-- Source records follows --
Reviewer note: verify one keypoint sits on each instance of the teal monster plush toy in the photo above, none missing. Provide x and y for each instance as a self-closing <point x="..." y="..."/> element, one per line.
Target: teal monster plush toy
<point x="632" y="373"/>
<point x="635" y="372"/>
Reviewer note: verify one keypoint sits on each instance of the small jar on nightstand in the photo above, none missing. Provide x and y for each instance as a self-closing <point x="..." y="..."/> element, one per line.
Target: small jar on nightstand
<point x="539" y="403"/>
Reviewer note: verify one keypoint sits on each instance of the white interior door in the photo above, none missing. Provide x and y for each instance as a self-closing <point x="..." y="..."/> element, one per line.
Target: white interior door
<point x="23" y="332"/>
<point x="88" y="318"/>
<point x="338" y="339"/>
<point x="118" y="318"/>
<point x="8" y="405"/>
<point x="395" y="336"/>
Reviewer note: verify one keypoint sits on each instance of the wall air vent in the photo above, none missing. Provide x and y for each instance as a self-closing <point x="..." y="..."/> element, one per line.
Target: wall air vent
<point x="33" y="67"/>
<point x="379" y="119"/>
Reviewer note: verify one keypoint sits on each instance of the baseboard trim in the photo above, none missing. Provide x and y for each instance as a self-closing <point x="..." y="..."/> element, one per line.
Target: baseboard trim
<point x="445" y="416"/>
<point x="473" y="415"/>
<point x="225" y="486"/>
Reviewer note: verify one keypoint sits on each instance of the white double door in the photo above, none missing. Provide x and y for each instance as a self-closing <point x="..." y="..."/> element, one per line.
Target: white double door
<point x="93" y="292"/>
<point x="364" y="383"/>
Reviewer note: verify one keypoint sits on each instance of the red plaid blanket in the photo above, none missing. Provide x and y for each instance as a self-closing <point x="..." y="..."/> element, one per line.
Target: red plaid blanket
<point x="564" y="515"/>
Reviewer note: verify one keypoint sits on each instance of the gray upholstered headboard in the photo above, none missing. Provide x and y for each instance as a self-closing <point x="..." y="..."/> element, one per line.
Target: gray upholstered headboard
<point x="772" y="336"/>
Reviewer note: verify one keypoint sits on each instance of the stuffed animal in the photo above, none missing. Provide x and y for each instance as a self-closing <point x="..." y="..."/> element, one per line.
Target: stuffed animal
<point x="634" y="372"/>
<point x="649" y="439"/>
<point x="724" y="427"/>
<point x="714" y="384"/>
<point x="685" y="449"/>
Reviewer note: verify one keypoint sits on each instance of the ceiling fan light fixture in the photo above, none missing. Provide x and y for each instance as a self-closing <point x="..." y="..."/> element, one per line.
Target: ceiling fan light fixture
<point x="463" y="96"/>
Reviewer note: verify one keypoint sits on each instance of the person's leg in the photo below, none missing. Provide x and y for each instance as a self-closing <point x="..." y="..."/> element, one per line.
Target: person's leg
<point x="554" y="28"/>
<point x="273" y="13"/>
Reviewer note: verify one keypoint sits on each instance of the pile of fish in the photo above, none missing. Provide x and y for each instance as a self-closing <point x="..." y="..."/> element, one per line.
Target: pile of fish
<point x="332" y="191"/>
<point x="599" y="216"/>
-- Source records concluded --
**Description of the task**
Copy out the data in full, exactly.

**Task response**
Reviewer note: verify one keypoint sits on each instance of the teal monster plush toy in the photo above, none missing. Provide x and y for each instance as a self-closing <point x="..." y="..."/> element, one per line.
Target: teal monster plush toy
<point x="632" y="373"/>
<point x="635" y="372"/>
Reviewer note: verify one keypoint sits on each instance of the small jar on nightstand in the photo above, none missing. Provide x and y for each instance as a self-closing <point x="..." y="..."/> element, one per line.
Target: small jar on nightstand
<point x="539" y="403"/>
Reviewer note: verify one keypoint sits on each instance of the white interior door in the photo above, none missing. Provide x and y for each instance as a self-closing <point x="..." y="..."/> element, one per line.
Target: white interior door
<point x="23" y="332"/>
<point x="88" y="318"/>
<point x="338" y="339"/>
<point x="118" y="318"/>
<point x="8" y="405"/>
<point x="395" y="336"/>
Reviewer note: verify one keypoint sits on each instance of the wall air vent in the photo above, none missing. Provide x and y for each instance as a self-closing <point x="..." y="..."/> element, one per line.
Target: wall air vent
<point x="33" y="67"/>
<point x="379" y="119"/>
Reviewer note: verify one keypoint sits on each instance of the baseboard trim in the photo above, none missing. Provide x and y for each instance as a self-closing <point x="..." y="..."/> element, one per line.
Target: baseboard trim
<point x="445" y="416"/>
<point x="473" y="415"/>
<point x="225" y="486"/>
Reviewer note: verify one keypoint sits on each instance of the white double door in the photo above, none missing. Provide x and y for each instance as a self-closing <point x="..." y="..."/> element, one per line.
Target: white double door
<point x="93" y="292"/>
<point x="364" y="383"/>
Reviewer note: verify one keypoint sits on each instance of the red plaid blanket in the photo above, none missing. Provide x and y for each instance as a self-closing <point x="..." y="..."/> element, one per line.
Target: red plaid blanket
<point x="564" y="515"/>
Reviewer note: verify one keypoint sits on each instance of the gray upholstered headboard in the photo above, none missing. Provide x and y for each instance as a self-closing <point x="..." y="..."/> element, one per line.
Target: gray upholstered headboard
<point x="772" y="336"/>
Reviewer note: verify one keypoint sits on each instance of the stuffed animal in the photo above, none missing. Provide x and y for each instance as a self-closing <point x="..." y="..."/> element, one per line.
Target: stuffed animal
<point x="634" y="372"/>
<point x="649" y="439"/>
<point x="724" y="427"/>
<point x="714" y="384"/>
<point x="685" y="449"/>
Reviewer note: verify one keypoint sits on each instance of the ceiling fan light fixture in the photo above, none missing. Provide x and y for each instance as a self-closing <point x="..." y="..."/> element, one per line.
Target: ceiling fan light fixture
<point x="463" y="96"/>
Reviewer note: verify one keypoint sits on each instance of the person's leg in the photo below, none missing. Provide x and y for each instance as a self-closing <point x="..." y="..."/> element, one per line.
Target: person's leg
<point x="554" y="28"/>
<point x="273" y="13"/>
Reviewer note: verify one keypoint sits on each instance of the pile of fish in the photo above, none missing. Provide x and y for each instance as a self-closing <point x="..." y="..."/> element, one per line.
Target: pile of fish
<point x="332" y="191"/>
<point x="599" y="216"/>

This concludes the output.